BEGIN

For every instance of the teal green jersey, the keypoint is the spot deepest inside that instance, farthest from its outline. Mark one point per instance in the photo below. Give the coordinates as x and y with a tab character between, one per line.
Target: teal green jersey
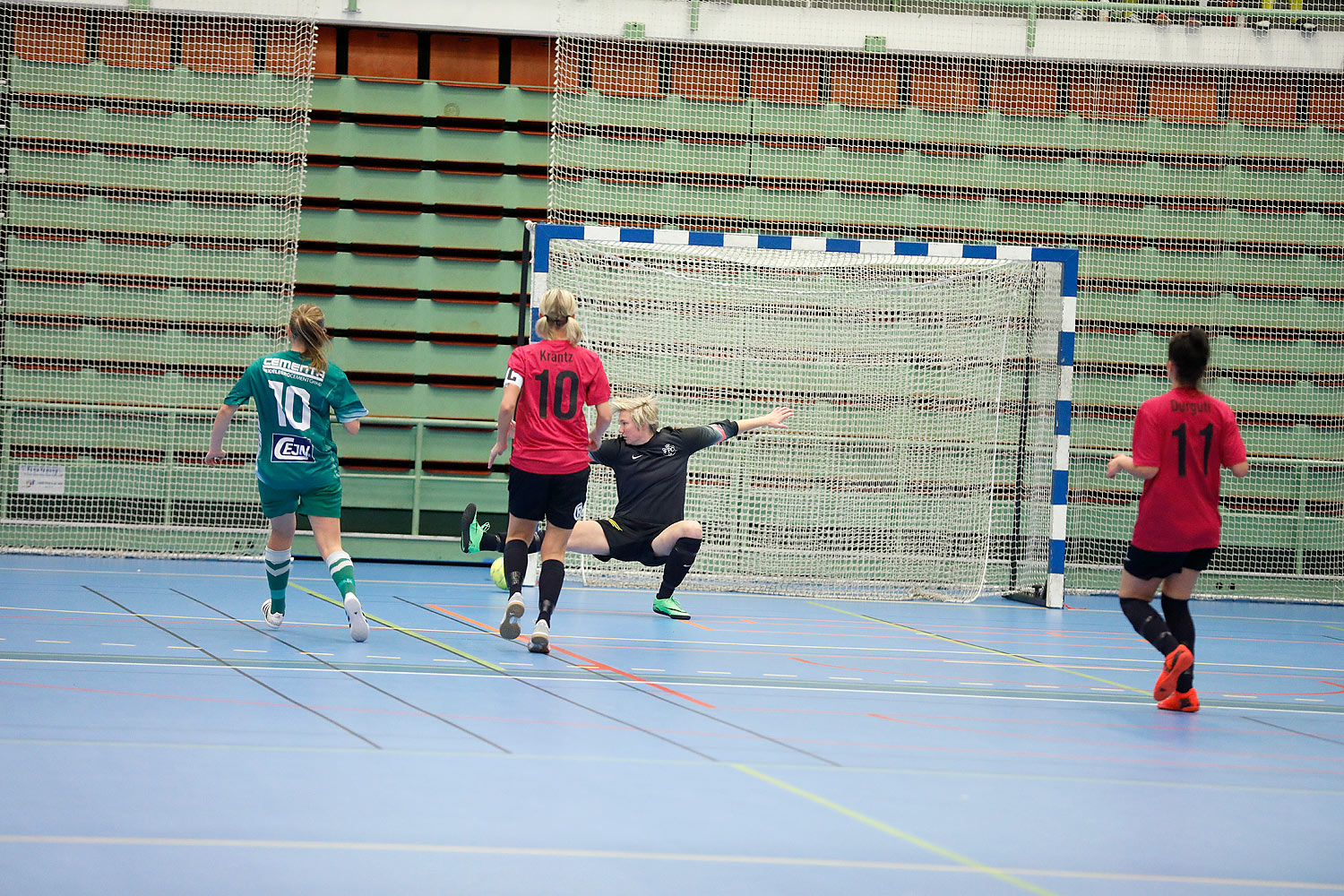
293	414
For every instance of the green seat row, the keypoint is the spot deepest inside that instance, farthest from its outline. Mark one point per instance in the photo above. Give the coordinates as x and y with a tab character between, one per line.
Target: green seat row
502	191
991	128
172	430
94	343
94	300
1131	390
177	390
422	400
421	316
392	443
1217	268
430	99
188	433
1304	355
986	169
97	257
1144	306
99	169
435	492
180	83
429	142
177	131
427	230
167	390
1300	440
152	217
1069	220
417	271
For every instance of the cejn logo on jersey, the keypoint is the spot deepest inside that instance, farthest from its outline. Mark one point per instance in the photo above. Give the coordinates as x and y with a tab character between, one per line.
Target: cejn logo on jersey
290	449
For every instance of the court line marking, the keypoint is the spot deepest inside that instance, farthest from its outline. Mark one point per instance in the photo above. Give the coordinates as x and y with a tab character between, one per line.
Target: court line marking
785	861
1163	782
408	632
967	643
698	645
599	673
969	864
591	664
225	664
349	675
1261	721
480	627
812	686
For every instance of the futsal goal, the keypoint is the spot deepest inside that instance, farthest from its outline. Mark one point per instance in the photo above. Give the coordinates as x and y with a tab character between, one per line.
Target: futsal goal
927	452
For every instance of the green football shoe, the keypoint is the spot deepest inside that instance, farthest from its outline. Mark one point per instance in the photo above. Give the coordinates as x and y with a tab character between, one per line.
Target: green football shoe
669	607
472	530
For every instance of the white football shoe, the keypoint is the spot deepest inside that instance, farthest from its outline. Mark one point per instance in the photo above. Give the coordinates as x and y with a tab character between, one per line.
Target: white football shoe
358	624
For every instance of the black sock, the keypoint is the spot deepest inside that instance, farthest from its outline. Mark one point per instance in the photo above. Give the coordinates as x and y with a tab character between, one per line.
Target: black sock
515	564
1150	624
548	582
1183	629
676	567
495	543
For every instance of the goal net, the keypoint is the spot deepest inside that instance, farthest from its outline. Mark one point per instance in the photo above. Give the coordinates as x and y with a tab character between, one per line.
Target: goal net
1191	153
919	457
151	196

END

The line containing "Target: green football shoe" and every line after it, through the end of the records above: output exactly those, and nothing else.

> _COMPLETED EXERCISE_:
Target: green football shoe
669	607
472	530
For every instance of the white football shoe, the keypoint is the spot deepest inside that instance, farthest from its outline. Mark one point per instance in the photo above. Give the coordinates as x and y with a tab character between, one per line.
Target: white football shoe
358	624
For every instance of the black sock, the keypoint is the spot deepest inside that instance, farthest from its outline. Mark one point per instance in the photo above. Give the coordinates as x and y with a tab character between, one per line.
Target: black sock
515	564
1150	624
548	582
1183	629
676	567
495	543
For every instance of the goal net, the keypoint is the spot deepest inside that instance, farthest from its outline. Mark one point per instance in the photo above. Give the coordinates as x and y with a tab character between, one per line.
Target: goal net
1191	153
919	457
151	196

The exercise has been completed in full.